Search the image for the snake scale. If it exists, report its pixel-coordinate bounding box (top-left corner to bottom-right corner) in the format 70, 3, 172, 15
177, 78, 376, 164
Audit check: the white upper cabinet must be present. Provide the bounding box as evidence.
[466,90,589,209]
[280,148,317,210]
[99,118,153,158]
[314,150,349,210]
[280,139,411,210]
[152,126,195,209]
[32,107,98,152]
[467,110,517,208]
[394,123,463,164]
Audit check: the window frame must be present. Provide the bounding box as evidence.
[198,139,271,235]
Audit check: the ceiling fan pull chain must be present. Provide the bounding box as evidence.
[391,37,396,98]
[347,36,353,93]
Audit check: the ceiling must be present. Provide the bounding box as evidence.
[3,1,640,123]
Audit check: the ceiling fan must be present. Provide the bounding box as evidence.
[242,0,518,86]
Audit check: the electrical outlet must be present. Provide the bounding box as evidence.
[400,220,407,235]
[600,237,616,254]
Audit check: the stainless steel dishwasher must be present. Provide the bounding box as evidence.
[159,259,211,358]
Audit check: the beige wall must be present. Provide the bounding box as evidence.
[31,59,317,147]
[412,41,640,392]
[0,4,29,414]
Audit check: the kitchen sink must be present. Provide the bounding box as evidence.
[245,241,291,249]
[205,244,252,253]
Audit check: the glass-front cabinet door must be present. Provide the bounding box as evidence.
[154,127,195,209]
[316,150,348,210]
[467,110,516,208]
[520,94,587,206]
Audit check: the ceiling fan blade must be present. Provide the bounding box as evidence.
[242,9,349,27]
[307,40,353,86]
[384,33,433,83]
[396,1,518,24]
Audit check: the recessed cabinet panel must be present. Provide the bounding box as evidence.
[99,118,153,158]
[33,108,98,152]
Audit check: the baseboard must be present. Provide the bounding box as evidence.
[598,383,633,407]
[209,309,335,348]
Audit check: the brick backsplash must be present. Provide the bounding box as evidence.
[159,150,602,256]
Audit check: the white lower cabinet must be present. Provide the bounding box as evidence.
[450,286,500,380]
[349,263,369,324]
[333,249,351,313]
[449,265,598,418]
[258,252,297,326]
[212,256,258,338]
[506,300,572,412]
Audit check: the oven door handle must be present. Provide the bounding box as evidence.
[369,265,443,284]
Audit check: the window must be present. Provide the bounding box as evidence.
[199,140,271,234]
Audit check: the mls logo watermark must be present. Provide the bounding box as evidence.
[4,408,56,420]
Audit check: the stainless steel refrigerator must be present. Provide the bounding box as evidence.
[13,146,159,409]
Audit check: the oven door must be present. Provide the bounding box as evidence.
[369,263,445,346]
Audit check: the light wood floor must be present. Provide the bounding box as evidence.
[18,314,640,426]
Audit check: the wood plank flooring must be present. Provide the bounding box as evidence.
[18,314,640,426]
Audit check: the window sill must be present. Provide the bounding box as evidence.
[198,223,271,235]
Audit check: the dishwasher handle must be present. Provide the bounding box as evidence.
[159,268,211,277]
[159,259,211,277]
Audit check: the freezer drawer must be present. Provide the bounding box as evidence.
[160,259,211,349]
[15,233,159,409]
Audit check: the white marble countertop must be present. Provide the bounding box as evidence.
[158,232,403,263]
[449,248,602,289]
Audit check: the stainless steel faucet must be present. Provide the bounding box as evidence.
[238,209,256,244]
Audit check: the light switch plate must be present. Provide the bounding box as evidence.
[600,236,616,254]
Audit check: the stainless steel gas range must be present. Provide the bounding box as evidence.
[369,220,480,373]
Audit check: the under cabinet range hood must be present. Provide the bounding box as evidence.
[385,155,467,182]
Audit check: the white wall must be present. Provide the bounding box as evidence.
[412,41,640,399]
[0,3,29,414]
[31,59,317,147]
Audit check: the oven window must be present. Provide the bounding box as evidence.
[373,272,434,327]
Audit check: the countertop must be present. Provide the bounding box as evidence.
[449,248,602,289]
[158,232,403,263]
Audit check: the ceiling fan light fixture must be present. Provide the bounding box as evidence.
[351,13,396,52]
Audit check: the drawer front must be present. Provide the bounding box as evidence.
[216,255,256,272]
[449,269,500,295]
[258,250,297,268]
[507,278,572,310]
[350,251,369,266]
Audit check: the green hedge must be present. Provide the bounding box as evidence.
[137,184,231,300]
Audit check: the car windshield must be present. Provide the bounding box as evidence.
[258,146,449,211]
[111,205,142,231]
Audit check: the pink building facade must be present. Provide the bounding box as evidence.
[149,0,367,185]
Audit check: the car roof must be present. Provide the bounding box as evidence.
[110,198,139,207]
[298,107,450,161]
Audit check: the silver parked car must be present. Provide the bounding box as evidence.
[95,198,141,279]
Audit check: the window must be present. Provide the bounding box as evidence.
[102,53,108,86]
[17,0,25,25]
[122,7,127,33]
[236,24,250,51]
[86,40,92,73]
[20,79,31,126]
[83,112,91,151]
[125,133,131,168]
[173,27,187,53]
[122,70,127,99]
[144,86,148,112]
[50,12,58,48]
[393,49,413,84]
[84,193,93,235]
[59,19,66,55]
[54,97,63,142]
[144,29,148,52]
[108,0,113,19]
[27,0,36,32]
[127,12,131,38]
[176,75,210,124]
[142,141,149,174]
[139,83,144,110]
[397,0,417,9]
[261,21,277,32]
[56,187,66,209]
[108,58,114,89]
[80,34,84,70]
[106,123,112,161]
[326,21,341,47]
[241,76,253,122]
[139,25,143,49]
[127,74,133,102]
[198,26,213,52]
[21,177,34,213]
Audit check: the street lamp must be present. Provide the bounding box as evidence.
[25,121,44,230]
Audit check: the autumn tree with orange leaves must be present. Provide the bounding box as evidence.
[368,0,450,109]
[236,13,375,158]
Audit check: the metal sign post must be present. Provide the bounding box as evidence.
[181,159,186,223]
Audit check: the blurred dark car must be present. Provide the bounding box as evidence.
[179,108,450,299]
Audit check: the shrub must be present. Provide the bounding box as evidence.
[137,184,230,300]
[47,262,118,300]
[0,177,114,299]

========================================================================

__PROBLEM DESCRIPTION__
Please reproduce, word for word, the lines of the listing above between the line holding "Audit check: the stainless steel refrigerator" and the line holding "[238,209,256,244]", inclusive.

__REPLY TO THE TASK__
Audit check: the stainless steel refrigerator must be present. Provide the bounding box as evidence.
[13,146,159,409]
Audit check: the oven door must be present. Provide the bounding box as evidence.
[369,263,445,346]
Audit check: the light wood floor must be present. Provide the bounding box as evidence.
[18,314,640,426]
Audit check: the wood plank flooring must be present. Provide the bounding box as evidence.
[18,314,640,426]
Audit check: the window sill must be present. Provide the bounding box as evidence.
[198,223,271,235]
Audit check: the dishwasher handle must be present. Provide the bounding box as evidence.
[159,268,211,277]
[159,259,211,277]
Audit check: the freezer drawer must be present. Provide the bounding box as evidence.
[160,259,211,349]
[15,233,159,409]
Audit check: the white marble countertop must be present. Provide the bounding box as evidence.
[158,232,403,263]
[449,248,602,289]
Audit check: the stainless steel faucet must be present. Provide the bounding box as evidence.
[238,209,256,244]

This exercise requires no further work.